*YOUR GOAL*: Reproduce, word for word, the part of the text about the saw mill workers that opens with the words containing "I had noticed" and closes with "of his arguments.".

*SOURCE TEXT*:
-- Opening Marker --
Vern was another character. He must have been in his late 60's. He weighed about 115 lbs, but was an electric crane operator, which needed little strength. His arms were about as big around as a broomstick, his legs not much bigger. He shaved and bathed every couple of weeks. Al, who had worked at the saw mill several summers, told me why Vern still worked at the mill. It seemed that Vern had won the Tanana Ice Classic, several years early and so was a rich man.
"What is the 'Tanana Ice Classic.' " I said.
Al proceeded to explain. "Up near Fairbanks there is a river which, like many of the rivers of an area that far north, freezes thick with ice, but in the spring the ice does not gradually melt away as it does in a lake, but in one mighty crash breaks up and in mass moves down the stream. It never happens the same day or time so each year all over Alaska the city of Tanana promotes for charity, a sweepstakes. All over Alaska and I guess even in the Lower 48 States people pay a couple of dollars to guess the time that the Ice breaks up on the Tanana river. The prize is often several $100,000."
"So Vern won it," I said. "That's great. Why is he working here?"
"Well, the way I understand it is that a lawyer up in Fairbanks volunteered to help every winner with his taxes, so a winner won't have to pay all his winnings in taxes. One of the things Vern has to do to keep working at his job for 5 years. He's still got a couple years to go."
I had noticed that Vern was never very excited about pay day. Now I knew why.
Cecil was a big rawboned cowboy. He had grown up in Alaska on one of the several ranches that were in the Homer area. He was every bit a cowboy from his dirty old black cowboy hat to his Charlie Pride tapes. He was as fine a friend as a person could have, but you also knew it was not a good idea to cross him. He was as tough as that tough life had made him. We were room mates and good friends. He didn't hold a grudge, even when I pushed him in the bay on his birthday, but darn he was stubborn. He would never back down on an argument. He even lost two tires over one of his arguments.
It happened one morning as we were eating breakfast.
"You heard that Floyd woke up this morning to four flat tires." Sonny added to the conversation.
"No, you don't say." Cecil answered. "How did that happen?"
"No one rightly knows, they weren't cut of slashed or anything like that." Sonny answered.
-- Closing Marker --
*INPUT DATA*:
-- Opening Marker --
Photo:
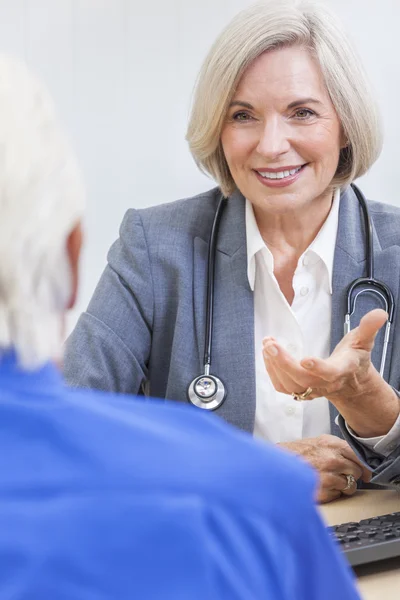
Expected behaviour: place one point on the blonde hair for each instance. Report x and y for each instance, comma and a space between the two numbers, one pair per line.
41, 200
269, 25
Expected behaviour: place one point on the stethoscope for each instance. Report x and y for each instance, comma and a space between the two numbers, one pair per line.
207, 391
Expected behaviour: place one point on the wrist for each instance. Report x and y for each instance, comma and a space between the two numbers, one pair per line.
371, 409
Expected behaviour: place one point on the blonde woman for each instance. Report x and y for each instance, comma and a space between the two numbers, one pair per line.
283, 120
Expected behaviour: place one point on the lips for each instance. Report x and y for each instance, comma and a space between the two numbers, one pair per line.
282, 177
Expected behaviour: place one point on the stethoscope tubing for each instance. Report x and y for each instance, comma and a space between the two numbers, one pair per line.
358, 287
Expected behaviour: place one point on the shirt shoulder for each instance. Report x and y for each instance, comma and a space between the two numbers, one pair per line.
195, 452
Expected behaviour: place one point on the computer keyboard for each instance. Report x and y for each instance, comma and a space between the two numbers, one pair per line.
369, 540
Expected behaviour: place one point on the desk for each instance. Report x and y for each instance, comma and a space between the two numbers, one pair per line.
382, 580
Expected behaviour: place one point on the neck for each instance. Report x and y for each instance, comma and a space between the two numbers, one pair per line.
291, 233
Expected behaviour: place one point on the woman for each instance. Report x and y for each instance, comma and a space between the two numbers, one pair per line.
284, 121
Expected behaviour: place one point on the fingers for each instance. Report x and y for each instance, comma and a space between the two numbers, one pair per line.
331, 486
369, 326
283, 368
350, 485
354, 466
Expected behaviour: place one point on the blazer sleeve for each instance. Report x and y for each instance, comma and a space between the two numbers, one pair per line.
385, 469
110, 346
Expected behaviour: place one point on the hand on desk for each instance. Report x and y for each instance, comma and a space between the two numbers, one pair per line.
333, 459
347, 378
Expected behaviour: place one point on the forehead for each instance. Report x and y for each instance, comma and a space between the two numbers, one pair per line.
283, 72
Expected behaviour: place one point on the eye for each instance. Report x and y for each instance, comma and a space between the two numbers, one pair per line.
304, 113
241, 116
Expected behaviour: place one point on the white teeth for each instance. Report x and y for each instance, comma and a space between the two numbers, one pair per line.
279, 174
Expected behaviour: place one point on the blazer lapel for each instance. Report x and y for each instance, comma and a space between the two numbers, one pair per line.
350, 264
233, 324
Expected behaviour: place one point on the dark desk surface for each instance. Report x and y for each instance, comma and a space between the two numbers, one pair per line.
382, 580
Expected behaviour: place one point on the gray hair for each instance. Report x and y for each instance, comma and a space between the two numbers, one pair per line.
41, 200
275, 24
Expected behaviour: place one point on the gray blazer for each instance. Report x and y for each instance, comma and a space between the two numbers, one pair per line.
145, 322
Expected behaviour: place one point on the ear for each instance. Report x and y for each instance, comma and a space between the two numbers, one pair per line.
344, 141
74, 244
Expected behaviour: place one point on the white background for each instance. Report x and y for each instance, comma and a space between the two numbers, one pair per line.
122, 73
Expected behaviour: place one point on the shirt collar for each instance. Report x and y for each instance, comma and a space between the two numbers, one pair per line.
322, 247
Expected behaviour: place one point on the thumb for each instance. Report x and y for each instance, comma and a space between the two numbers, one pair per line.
369, 326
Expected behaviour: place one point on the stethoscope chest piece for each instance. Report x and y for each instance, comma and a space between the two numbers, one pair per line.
207, 391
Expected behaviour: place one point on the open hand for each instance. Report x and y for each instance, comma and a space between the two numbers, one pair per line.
333, 459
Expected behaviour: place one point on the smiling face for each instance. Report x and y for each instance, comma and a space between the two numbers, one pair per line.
282, 137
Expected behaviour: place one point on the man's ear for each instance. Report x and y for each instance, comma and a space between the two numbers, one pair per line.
74, 244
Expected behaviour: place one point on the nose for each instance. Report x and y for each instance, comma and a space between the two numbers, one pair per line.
274, 139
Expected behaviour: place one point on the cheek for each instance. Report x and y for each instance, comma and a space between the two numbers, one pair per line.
235, 146
324, 147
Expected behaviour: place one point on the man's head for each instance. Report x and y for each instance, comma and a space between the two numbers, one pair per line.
41, 205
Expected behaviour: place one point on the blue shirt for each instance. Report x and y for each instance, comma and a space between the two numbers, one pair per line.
107, 497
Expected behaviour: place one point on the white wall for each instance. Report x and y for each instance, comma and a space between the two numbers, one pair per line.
122, 72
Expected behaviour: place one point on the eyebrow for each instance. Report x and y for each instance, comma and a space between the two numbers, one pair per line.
299, 102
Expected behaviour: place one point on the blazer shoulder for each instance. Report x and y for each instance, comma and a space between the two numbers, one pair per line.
386, 220
193, 215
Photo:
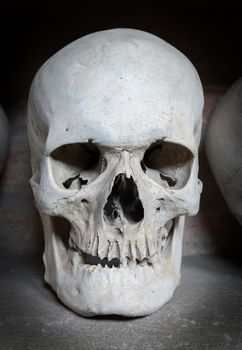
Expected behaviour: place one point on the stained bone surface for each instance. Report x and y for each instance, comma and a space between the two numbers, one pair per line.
114, 122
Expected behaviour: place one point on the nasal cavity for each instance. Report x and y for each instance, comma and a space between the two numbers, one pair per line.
124, 201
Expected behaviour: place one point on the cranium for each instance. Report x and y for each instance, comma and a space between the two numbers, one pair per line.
114, 124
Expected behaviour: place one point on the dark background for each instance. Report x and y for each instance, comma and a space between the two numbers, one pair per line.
206, 311
208, 32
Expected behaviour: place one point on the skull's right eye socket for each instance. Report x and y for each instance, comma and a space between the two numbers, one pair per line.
76, 165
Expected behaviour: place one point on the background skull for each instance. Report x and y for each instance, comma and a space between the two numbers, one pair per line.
114, 123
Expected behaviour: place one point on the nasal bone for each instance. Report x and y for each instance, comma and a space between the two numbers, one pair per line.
125, 163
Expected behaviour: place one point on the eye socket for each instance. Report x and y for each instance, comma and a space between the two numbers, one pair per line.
76, 165
168, 164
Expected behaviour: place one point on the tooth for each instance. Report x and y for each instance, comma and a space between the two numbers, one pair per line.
168, 226
103, 248
154, 259
127, 249
95, 246
138, 253
141, 247
113, 251
76, 259
133, 251
131, 263
151, 247
124, 261
144, 262
92, 268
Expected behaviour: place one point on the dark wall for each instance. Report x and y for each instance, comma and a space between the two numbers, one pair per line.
208, 32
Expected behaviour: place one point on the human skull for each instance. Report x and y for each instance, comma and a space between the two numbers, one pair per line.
114, 123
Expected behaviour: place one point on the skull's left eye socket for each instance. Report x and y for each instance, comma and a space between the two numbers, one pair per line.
76, 165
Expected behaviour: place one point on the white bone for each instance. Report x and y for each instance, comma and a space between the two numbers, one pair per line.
108, 97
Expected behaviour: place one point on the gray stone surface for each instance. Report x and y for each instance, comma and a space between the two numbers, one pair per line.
205, 313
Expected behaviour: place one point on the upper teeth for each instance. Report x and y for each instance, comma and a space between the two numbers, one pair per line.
122, 252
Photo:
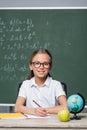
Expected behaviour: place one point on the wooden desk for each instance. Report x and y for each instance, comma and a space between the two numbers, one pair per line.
51, 123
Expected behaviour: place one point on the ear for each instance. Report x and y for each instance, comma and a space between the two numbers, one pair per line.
30, 66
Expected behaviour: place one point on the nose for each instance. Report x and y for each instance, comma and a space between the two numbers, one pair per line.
42, 65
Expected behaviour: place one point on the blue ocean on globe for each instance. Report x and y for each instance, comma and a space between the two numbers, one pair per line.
75, 103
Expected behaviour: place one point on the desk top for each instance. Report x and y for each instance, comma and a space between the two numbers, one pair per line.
51, 122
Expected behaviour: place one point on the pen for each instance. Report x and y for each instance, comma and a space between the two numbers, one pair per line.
36, 103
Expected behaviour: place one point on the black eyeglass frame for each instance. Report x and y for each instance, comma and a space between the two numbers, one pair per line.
38, 64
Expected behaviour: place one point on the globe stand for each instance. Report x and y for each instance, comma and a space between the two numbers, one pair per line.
75, 117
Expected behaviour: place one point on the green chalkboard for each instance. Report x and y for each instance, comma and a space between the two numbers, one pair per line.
62, 31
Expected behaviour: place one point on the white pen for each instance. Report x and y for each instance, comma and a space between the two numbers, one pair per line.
36, 103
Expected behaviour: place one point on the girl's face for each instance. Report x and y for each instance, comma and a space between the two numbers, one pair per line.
40, 65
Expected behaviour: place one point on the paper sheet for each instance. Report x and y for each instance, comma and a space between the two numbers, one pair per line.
12, 116
33, 116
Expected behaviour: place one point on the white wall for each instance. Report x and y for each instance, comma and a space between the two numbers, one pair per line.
43, 3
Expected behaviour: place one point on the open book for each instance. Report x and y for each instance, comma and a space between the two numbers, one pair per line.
12, 116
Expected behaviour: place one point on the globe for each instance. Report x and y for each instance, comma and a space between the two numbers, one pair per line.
76, 103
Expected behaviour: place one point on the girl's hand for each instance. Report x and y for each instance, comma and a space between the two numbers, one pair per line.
40, 111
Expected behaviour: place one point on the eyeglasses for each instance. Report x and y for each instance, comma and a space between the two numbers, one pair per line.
38, 64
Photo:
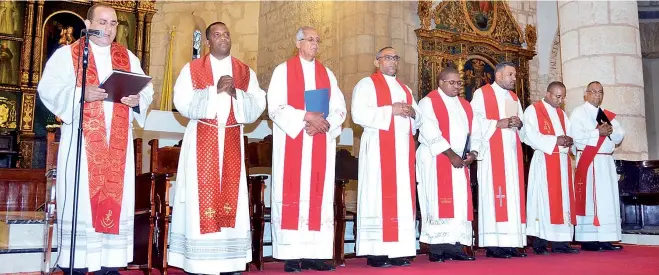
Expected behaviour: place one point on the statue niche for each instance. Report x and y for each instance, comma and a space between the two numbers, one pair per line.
472, 36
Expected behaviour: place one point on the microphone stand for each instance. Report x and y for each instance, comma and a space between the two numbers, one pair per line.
74, 227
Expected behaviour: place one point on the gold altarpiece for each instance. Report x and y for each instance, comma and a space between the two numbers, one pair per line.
472, 36
47, 25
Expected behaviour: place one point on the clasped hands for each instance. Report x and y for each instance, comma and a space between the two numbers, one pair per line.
457, 161
226, 85
403, 109
511, 122
605, 129
315, 123
94, 93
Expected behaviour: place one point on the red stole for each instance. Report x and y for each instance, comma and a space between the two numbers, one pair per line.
106, 164
499, 162
218, 195
444, 167
581, 174
293, 152
388, 162
553, 167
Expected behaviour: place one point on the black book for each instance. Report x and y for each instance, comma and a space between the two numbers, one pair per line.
467, 147
602, 118
122, 84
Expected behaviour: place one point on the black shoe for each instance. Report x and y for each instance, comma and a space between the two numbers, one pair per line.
565, 249
458, 257
318, 265
496, 253
378, 261
399, 261
541, 250
292, 266
609, 247
435, 258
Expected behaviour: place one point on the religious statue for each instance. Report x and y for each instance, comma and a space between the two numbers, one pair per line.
6, 69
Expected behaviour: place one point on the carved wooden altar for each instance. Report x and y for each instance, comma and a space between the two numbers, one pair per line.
472, 36
47, 25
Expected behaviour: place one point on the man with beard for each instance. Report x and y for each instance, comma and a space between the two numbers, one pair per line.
597, 205
550, 203
386, 219
501, 194
444, 185
210, 231
303, 156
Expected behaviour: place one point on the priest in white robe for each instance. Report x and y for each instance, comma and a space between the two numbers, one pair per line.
550, 196
596, 183
444, 185
308, 109
386, 195
210, 230
106, 202
501, 194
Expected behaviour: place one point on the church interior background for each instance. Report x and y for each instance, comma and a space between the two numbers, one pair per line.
614, 42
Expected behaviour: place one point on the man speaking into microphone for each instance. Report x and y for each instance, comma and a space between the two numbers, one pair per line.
104, 234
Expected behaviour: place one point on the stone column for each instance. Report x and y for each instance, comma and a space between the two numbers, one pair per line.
600, 41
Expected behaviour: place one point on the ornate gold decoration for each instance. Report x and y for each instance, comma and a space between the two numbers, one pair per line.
481, 12
458, 41
530, 36
28, 112
38, 45
7, 113
424, 11
26, 147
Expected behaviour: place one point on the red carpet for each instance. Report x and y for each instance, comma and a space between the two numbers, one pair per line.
632, 260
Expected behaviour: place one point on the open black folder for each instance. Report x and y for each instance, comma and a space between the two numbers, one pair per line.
122, 84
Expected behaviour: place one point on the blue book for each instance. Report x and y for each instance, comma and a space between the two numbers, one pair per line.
317, 101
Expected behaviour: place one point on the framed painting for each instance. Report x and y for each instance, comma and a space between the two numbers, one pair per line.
60, 29
9, 110
12, 14
10, 59
126, 30
478, 71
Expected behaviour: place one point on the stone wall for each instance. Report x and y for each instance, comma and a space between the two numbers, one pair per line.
241, 17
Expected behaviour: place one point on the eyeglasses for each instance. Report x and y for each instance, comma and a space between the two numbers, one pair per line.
104, 23
453, 82
390, 57
311, 40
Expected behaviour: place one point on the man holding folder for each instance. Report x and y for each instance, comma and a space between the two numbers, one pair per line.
106, 200
307, 108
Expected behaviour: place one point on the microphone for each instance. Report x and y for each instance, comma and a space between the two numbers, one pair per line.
97, 33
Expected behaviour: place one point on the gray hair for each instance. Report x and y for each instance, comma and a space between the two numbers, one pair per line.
502, 65
299, 35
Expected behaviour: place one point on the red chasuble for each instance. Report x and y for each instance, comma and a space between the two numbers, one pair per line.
293, 152
444, 166
581, 175
388, 162
553, 167
499, 161
106, 164
218, 192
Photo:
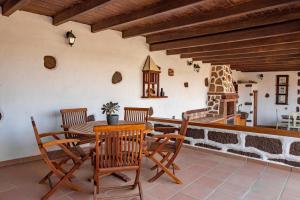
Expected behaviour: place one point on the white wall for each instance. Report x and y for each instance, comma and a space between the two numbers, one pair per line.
266, 113
82, 78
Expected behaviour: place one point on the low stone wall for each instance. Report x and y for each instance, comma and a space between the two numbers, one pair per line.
272, 148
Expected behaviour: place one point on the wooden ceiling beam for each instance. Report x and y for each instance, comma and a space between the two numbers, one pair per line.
80, 8
243, 55
263, 69
249, 50
239, 45
258, 58
240, 35
201, 17
257, 62
286, 12
158, 8
11, 6
249, 66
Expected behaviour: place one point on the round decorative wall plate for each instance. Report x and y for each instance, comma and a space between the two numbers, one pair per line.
116, 78
49, 62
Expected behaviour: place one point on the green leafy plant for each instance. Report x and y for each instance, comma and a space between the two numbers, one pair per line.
110, 108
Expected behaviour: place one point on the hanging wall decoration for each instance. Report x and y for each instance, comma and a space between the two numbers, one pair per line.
196, 67
206, 82
171, 72
116, 78
49, 62
151, 80
189, 62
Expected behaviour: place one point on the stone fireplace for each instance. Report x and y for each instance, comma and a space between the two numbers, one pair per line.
221, 95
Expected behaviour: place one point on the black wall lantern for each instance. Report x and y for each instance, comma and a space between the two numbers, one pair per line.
71, 38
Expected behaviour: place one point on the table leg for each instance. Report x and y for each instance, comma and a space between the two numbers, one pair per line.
121, 176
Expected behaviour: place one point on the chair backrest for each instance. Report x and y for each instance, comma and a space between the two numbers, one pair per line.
136, 114
184, 126
74, 116
36, 133
119, 147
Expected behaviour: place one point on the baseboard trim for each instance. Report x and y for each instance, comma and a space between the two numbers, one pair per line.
17, 161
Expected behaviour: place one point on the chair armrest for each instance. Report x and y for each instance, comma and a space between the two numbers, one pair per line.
58, 142
65, 127
166, 128
52, 134
169, 136
58, 133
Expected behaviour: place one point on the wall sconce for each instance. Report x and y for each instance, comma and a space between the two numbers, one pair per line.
196, 67
189, 62
71, 38
260, 76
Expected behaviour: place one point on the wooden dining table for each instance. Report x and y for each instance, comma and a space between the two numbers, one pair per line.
87, 130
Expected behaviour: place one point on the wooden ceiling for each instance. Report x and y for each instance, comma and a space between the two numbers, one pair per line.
250, 35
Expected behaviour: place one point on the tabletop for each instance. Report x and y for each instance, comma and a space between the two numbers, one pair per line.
87, 128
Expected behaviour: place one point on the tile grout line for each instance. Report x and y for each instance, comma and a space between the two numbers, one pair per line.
284, 186
193, 182
211, 193
251, 187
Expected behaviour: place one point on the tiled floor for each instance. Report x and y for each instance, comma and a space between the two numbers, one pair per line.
205, 176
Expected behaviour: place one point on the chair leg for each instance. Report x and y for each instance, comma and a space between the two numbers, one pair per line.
140, 191
45, 178
137, 178
166, 159
64, 180
164, 169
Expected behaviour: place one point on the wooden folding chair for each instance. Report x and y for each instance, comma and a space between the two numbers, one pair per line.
118, 148
55, 159
75, 116
136, 114
167, 146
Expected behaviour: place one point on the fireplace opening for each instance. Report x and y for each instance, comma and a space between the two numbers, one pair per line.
230, 108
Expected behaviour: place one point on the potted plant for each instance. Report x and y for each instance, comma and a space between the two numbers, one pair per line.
110, 109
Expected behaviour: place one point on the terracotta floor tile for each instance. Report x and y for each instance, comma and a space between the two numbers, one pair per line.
205, 176
181, 196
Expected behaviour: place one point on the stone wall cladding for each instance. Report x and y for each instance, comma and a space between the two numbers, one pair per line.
270, 145
243, 153
221, 79
223, 138
288, 162
284, 150
165, 130
207, 146
195, 133
220, 82
295, 148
-- Closing Marker --
*RESPONSE BOX*:
I had noticed that Vern was never very excited about pay day. Now I knew why.
Cecil was a big rawboned cowboy. He had grown up in Alaska on one of the several ranches that were in the Homer area. He was every bit a cowboy from his dirty old black cowboy hat to his Charlie Pride tapes. He was as fine a friend as a person could have, but you also knew it was not a good idea to cross him. He was as tough as that tough life had made him. We were room mates and good friends. He didn't hold a grudge, even when I pushed him in the bay on his birthday, but darn he was stubborn. He would never back down on an argument. He even lost two tires over one of his arguments.